→ **WHAT YOU NEED TO DO**
A word-for-word copy of the whole listing is required.

═══ DATA TO PROCESS

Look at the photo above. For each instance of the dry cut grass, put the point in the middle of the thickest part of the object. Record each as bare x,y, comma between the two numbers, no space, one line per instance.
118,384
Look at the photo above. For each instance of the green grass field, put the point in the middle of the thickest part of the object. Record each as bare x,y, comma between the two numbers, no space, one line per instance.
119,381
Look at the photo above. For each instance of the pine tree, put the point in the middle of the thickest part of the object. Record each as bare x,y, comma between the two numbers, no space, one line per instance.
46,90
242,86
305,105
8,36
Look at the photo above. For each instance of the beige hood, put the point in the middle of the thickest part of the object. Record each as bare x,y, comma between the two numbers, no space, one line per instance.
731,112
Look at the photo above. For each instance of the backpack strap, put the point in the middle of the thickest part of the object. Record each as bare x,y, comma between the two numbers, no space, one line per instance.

══════

→ **WRITTEN RESPONSE**
Look at the photo above. For each instance of the dry cut grass, put the point in the middle of the thickest part of the object. Record each as bare x,y, comma between the two numbers, no space, one line per instance.
118,384
Look at the photo above. For each instance of the green grass field, put the point in the middle of the thickest part of the object. Record each as bare x,y, comma between the two numbers, no space, one line per instance.
119,381
Look at the photo above. For each instance of the pine tree, put the point in the middle of the thickest part of the object. Record each as bare x,y, comma between the two numbers, no space, one line per instance.
46,90
242,86
305,105
8,36
Look at the photo above. For each instance of the beige hood, put the point in the middle of the thickest part of the object. Record each as bare x,y, comma between the two numbers, no space, one line per instance.
731,112
Look at the photo above. For each instance of the backpack strap, put the point in the middle of the thickest part of the object. Record each as bare x,y, comma between the two numbers, no space, one line per instance.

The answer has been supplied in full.